Copy all of the records below verbatim.

_Stored records_
%%
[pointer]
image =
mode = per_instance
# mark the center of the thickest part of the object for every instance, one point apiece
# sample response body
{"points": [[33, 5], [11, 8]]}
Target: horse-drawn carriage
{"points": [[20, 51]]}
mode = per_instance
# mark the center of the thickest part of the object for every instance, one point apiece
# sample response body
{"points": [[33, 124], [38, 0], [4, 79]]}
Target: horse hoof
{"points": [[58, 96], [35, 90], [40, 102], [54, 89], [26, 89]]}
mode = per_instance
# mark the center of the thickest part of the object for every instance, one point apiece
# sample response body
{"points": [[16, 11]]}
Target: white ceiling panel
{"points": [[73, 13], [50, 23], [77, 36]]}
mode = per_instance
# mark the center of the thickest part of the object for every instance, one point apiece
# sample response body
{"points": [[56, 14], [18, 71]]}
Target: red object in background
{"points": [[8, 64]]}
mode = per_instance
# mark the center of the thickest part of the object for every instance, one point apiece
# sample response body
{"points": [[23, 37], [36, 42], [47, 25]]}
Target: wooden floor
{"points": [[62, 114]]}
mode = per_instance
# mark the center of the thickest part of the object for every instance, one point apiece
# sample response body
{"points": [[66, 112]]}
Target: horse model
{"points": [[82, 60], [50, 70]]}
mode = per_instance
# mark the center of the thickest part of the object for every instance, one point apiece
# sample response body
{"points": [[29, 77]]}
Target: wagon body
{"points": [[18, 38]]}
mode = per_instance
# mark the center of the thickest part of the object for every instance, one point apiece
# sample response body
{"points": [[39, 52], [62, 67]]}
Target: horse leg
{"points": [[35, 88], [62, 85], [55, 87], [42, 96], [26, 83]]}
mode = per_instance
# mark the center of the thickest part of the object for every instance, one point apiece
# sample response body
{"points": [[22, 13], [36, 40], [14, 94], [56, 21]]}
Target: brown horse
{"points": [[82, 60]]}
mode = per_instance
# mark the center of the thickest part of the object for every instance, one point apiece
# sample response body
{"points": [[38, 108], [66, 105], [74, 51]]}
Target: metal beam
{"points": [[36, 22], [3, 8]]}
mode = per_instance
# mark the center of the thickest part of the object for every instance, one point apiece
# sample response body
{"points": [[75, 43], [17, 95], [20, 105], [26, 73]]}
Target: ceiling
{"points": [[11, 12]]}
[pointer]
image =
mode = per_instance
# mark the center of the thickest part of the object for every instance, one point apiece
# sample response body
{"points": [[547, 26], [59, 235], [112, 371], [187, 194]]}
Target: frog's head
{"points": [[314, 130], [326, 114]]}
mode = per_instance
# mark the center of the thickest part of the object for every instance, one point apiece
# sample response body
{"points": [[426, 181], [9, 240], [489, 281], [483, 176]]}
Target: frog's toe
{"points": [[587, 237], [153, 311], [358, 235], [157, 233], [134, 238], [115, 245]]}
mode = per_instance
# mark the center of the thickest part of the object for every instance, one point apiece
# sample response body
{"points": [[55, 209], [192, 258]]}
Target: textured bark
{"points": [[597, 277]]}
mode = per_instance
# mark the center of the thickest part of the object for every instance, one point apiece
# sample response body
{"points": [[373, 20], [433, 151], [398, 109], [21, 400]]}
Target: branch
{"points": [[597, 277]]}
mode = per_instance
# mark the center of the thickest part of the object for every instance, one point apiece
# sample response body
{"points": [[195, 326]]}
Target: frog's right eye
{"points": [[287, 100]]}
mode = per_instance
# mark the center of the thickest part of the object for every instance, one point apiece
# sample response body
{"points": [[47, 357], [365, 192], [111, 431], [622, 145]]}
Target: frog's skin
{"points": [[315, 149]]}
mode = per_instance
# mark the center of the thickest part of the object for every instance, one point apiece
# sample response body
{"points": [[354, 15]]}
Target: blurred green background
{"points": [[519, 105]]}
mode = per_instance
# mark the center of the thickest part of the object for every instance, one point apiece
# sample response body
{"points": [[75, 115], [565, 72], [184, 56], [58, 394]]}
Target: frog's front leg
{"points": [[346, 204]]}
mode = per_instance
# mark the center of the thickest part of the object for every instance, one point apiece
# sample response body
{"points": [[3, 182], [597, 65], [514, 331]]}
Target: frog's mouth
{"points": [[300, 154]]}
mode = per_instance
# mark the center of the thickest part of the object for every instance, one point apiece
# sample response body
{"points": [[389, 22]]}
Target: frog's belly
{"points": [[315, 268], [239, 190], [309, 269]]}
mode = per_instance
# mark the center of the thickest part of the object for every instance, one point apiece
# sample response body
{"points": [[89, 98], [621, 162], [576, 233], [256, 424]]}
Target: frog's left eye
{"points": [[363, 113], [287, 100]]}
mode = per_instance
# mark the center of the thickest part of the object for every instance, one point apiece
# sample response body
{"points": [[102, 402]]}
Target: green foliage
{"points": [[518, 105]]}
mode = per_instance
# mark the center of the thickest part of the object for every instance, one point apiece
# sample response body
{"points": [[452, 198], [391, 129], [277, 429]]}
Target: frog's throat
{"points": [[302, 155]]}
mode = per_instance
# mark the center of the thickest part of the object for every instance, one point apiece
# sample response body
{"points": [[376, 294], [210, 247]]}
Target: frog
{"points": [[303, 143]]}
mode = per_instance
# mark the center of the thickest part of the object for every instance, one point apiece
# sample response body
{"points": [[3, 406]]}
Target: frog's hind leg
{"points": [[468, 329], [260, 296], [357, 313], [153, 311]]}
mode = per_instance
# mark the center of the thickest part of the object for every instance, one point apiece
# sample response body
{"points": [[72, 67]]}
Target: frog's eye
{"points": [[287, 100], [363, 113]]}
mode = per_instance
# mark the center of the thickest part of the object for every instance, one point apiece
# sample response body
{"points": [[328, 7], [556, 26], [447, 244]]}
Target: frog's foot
%%
_Response to the task_
[pointer]
image =
mode = per_instance
# mark the center of the thickest part of the object for every instance, one point apiece
# sample response body
{"points": [[33, 5], [11, 8]]}
Target: horse-drawn carriage
{"points": [[20, 51]]}
mode = per_instance
# mark the center of the thickest part of the object for every instance, one point apiece
# sample response body
{"points": [[33, 124], [38, 0], [4, 79]]}
Target: horse hoof
{"points": [[58, 96], [35, 90], [40, 102], [54, 89], [26, 89]]}
mode = per_instance
# mark the center of the thickest part of the object for every instance, one point apiece
# sample response body
{"points": [[16, 11]]}
Target: white ceiling panel
{"points": [[73, 13], [50, 23], [77, 36]]}
mode = per_instance
# mark the center of the thickest part of the object for every instance, one point apiece
# sample response body
{"points": [[56, 14], [18, 71]]}
Target: red object in background
{"points": [[8, 64]]}
mode = per_instance
# mark the center of the thickest part of the object for every instance, one point apiece
# sample response body
{"points": [[23, 37], [36, 42], [47, 25]]}
Target: wooden floor
{"points": [[62, 114]]}
mode = per_instance
# mark the center of the thickest part of the object for every instance, one point apiece
# sample response body
{"points": [[66, 112]]}
Target: horse model
{"points": [[82, 60], [50, 70]]}
mode = per_instance
# mark the center of the thickest part of the object for every instance, one point apiece
# sample response body
{"points": [[29, 77]]}
Target: wagon body
{"points": [[18, 38]]}
mode = per_instance
# mark the center of the thickest part of the object for every instance, one point apiece
# sample response body
{"points": [[39, 52], [62, 67]]}
Target: horse leg
{"points": [[35, 88], [62, 85], [55, 87], [42, 96], [26, 83]]}
mode = per_instance
# mark the center of the thickest part of the object for every instance, one point apiece
# sample response body
{"points": [[22, 13], [36, 40], [14, 94], [56, 21]]}
Target: brown horse
{"points": [[82, 60]]}
mode = per_instance
# mark the center of the thickest part of the object for every instance, one point apiece
# sample response body
{"points": [[38, 108], [66, 105], [74, 51]]}
Target: metal beam
{"points": [[36, 22], [3, 8]]}
mode = per_instance
# mark the center of the thickest part of the object for every instance, one point apiece
# sample response body
{"points": [[75, 43], [17, 95], [20, 105], [26, 73]]}
Target: ceiling
{"points": [[11, 12]]}
[pointer]
image =
mode = per_instance
# mark the center of the thickest part of the object for every instance, one point apiece
# sample response body
{"points": [[547, 26], [59, 235], [112, 371], [187, 194]]}
Target: frog's head
{"points": [[314, 130], [326, 114]]}
mode = per_instance
# mark the center of the thickest part of the object for every instance, one point apiece
# sample response body
{"points": [[426, 181], [9, 240], [489, 281], [483, 176]]}
Target: frog's toe
{"points": [[587, 237], [153, 311], [358, 235], [157, 233], [134, 238], [115, 245]]}
mode = per_instance
# mark the center of the thickest part of the object for every instance, one point apiece
# sample response body
{"points": [[55, 209], [192, 258]]}
Target: textured bark
{"points": [[597, 277]]}
mode = per_instance
# mark the center of the thickest part of the object for every instance, one point apiece
# sample response body
{"points": [[373, 20], [433, 151], [398, 109], [21, 400]]}
Target: branch
{"points": [[597, 277]]}
mode = per_instance
# mark the center of the thickest part of the object for every instance, one point apiece
# sample response body
{"points": [[195, 326]]}
Target: frog's right eye
{"points": [[287, 100]]}
mode = per_instance
# mark the center of the thickest part of the object for every instance, one point apiece
# sample response body
{"points": [[47, 357], [365, 192], [111, 431], [622, 145]]}
Target: frog's skin
{"points": [[315, 149]]}
mode = per_instance
# mark the center of the thickest part of the object for every instance, one point apiece
# sample response body
{"points": [[354, 15]]}
Target: blurred green background
{"points": [[519, 105]]}
mode = per_instance
# mark the center of the thickest part of the object for every instance, one point apiece
# sample response body
{"points": [[75, 115], [565, 72], [184, 56], [58, 394]]}
Target: frog's front leg
{"points": [[346, 204]]}
mode = per_instance
# mark the center of the thickest part of the object for every instance, one point apiece
# sample response body
{"points": [[3, 182], [597, 65], [514, 331]]}
Target: frog's mouth
{"points": [[300, 154]]}
mode = per_instance
# mark the center of the thickest part of the object for every instance, one point apiece
# sample response body
{"points": [[389, 22]]}
Target: frog's belly
{"points": [[315, 268], [239, 190], [309, 269]]}
mode = per_instance
# mark the center of the thickest part of the object for every instance, one point apiece
# sample response body
{"points": [[89, 98], [621, 162], [576, 233], [256, 424]]}
Target: frog's left eye
{"points": [[363, 113], [287, 100]]}
mode = per_instance
# mark the center of the thickest part of the object for every instance, one point apiece
# sample response body
{"points": [[102, 402]]}
Target: green foliage
{"points": [[518, 105]]}
mode = per_instance
# mark the center of the thickest part of the object for every instance, one point apiece
# sample response body
{"points": [[452, 198], [391, 129], [277, 429]]}
Target: frog's throat
{"points": [[302, 155]]}
mode = per_instance
# mark the center of the thickest part of the object for every instance, one point apiece
# sample response body
{"points": [[376, 294], [210, 247]]}
Target: frog
{"points": [[303, 143]]}
mode = per_instance
# mark the center of the thickest part of the object for every instance, one point apiece
# sample response body
{"points": [[3, 406]]}
Target: frog's hind leg
{"points": [[468, 329], [260, 296], [357, 313], [153, 311]]}
mode = per_instance
# mark the center of the thickest part of the object for every instance, one point apiece
# sample response body
{"points": [[72, 67]]}
Target: frog's eye
{"points": [[287, 100], [363, 113]]}
mode = per_instance
# mark the center of the thickest part of the object for every instance, one point apiece
# sample response body
{"points": [[328, 7], [556, 26], [447, 244]]}
Target: frog's foot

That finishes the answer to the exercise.